## Start SUPPLIED RECORDS
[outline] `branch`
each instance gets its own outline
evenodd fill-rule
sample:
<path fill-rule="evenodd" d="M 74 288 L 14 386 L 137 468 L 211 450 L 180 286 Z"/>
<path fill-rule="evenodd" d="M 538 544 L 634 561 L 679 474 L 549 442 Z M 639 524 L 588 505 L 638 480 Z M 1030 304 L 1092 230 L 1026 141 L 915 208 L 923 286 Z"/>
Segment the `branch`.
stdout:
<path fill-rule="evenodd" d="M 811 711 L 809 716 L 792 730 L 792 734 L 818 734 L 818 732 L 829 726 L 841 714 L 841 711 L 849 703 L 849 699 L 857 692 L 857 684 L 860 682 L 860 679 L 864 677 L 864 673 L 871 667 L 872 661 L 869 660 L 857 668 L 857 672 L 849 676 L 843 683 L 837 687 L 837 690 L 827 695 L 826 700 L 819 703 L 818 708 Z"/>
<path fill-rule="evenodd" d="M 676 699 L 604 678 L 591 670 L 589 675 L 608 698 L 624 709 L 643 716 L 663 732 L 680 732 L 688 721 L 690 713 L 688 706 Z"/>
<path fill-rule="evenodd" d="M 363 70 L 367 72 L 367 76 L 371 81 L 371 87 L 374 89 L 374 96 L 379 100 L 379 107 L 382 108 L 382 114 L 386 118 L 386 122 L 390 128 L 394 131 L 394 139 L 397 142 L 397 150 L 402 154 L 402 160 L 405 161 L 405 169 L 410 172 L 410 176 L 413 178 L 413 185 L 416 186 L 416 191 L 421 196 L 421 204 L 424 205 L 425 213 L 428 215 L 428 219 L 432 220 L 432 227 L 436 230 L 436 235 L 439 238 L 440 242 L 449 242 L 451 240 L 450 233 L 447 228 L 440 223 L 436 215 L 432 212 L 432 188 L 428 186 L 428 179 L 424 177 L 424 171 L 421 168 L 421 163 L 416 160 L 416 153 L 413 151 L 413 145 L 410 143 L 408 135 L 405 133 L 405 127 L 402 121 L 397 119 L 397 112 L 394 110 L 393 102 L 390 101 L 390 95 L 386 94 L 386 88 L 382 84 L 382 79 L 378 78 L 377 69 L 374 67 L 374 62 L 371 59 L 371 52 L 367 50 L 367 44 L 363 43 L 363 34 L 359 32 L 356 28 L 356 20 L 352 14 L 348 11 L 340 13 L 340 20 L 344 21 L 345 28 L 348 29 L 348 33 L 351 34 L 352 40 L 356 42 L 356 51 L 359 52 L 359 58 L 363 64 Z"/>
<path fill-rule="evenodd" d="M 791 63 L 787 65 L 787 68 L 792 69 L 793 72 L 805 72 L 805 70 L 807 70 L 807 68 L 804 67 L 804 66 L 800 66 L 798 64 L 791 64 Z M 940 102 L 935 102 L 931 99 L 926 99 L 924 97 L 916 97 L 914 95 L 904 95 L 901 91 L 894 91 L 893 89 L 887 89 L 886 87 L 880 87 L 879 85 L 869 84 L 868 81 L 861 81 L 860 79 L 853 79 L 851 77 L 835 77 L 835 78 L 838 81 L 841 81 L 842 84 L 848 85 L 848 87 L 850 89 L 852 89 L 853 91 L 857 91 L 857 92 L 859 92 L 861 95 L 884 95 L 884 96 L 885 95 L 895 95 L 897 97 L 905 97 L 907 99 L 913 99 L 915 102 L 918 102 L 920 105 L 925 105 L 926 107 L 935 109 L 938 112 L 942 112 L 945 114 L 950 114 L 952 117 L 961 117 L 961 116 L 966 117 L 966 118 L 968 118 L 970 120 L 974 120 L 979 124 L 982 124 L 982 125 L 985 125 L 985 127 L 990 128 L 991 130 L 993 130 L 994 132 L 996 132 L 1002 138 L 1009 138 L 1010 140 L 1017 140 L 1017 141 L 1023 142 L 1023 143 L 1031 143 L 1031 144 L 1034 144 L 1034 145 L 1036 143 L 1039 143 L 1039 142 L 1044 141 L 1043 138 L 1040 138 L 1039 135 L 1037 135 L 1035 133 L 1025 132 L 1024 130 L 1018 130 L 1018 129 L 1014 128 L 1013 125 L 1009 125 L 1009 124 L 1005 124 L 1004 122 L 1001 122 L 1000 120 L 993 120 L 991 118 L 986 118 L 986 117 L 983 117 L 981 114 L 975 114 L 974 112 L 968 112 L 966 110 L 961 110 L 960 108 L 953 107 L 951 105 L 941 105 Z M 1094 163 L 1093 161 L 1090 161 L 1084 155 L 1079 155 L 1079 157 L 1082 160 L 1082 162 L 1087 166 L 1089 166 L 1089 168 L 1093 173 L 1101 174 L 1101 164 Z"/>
## End SUPPLIED RECORDS
◆ **THE PROBLEM**
Can you rewrite the records from their first line through the line containing "676 699 L 604", both included, switching "branch" to "twig" and leaving everything else unchanged, with nothing else in the reply?

◆ **THE OUTPUT**
[outline] `twig`
each instance gets its own outline
evenodd fill-rule
sample:
<path fill-rule="evenodd" d="M 74 288 L 14 386 L 137 468 L 211 450 L 180 286 Z"/>
<path fill-rule="evenodd" d="M 538 544 L 634 561 L 679 474 L 549 442 Z M 639 524 L 588 505 L 638 480 Z M 1030 304 L 1092 230 L 1026 141 L 915 208 L 923 286 Z"/>
Segment the `twig`.
stdout:
<path fill-rule="evenodd" d="M 811 711 L 809 716 L 792 730 L 792 734 L 818 734 L 818 732 L 829 726 L 841 714 L 841 711 L 849 703 L 849 699 L 857 692 L 857 684 L 860 682 L 860 679 L 864 677 L 864 673 L 871 667 L 872 661 L 869 660 L 857 668 L 857 672 L 849 676 L 843 683 L 837 687 L 837 690 L 827 695 L 826 700 L 819 703 L 818 708 Z"/>
<path fill-rule="evenodd" d="M 676 699 L 604 678 L 591 670 L 589 675 L 608 698 L 624 709 L 643 716 L 663 732 L 680 732 L 688 721 L 690 713 L 688 706 Z"/>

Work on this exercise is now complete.